[Dataset records]
□ □ □ □

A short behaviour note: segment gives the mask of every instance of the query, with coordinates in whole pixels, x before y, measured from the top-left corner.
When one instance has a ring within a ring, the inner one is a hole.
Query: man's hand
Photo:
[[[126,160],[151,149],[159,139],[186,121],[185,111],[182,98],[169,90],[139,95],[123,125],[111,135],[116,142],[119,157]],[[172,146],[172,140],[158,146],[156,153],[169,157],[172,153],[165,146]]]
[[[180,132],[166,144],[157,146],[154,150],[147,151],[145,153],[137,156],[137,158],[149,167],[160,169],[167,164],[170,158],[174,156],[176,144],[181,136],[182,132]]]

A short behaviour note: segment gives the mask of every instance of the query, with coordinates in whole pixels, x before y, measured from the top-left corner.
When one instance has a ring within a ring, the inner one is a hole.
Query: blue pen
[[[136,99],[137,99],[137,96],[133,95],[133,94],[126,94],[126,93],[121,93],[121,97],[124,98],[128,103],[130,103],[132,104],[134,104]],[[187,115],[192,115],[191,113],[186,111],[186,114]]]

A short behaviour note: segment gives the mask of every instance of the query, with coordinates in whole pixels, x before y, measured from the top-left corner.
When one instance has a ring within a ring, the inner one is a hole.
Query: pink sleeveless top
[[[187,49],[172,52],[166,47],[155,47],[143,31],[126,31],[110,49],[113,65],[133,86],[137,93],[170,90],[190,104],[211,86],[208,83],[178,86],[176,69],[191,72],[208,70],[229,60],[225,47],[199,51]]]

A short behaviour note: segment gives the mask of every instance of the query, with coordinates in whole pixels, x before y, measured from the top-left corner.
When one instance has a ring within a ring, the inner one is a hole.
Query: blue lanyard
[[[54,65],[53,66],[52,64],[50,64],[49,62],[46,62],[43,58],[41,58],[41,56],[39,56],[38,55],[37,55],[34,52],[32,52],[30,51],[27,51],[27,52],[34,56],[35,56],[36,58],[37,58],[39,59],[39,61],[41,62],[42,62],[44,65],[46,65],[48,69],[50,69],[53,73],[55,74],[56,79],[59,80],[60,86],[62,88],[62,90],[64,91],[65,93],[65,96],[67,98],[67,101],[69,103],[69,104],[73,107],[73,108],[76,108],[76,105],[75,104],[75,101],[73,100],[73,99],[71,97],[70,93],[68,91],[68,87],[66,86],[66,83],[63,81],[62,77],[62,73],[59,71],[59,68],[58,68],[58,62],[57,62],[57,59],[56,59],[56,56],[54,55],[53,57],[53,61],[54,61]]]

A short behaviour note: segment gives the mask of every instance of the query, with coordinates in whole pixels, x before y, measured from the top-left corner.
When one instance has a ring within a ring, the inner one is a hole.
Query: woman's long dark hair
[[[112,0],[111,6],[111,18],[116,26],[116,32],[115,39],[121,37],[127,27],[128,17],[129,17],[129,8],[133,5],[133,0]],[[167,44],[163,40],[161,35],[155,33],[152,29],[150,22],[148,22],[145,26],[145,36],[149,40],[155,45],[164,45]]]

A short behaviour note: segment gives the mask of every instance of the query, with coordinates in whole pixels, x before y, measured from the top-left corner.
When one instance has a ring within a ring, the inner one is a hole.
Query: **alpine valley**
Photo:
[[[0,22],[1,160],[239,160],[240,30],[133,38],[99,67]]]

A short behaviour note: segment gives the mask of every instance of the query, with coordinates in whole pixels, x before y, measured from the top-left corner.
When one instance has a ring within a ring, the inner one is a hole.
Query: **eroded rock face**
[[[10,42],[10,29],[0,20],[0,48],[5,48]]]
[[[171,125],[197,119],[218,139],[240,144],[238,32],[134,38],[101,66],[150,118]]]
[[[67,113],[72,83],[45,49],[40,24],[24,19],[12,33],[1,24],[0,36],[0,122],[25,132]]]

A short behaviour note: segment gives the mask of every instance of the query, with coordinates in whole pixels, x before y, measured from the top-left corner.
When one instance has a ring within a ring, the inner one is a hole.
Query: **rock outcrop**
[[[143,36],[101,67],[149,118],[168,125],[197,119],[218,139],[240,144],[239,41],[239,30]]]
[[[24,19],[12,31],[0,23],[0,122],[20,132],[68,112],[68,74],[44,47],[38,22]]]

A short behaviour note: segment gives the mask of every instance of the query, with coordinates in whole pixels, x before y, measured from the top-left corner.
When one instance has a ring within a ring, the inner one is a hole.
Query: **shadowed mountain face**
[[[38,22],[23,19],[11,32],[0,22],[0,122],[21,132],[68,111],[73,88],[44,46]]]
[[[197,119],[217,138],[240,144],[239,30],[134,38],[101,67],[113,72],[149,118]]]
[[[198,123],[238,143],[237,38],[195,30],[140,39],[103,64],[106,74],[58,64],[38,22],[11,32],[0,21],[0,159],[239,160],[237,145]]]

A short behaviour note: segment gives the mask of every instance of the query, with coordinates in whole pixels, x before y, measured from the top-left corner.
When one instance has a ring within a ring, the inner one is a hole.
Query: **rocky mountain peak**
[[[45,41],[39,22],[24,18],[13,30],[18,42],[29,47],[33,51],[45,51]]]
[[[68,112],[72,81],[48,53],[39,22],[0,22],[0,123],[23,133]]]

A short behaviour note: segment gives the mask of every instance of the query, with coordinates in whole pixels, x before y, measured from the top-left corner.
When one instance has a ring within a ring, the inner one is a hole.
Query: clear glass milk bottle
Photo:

□ □ □ □

» Written request: Report every line of the records above that contains the string "face", matching case exactly.

» Exercise output:
Query: **eroded rock face**
Query: **shadowed mountain face**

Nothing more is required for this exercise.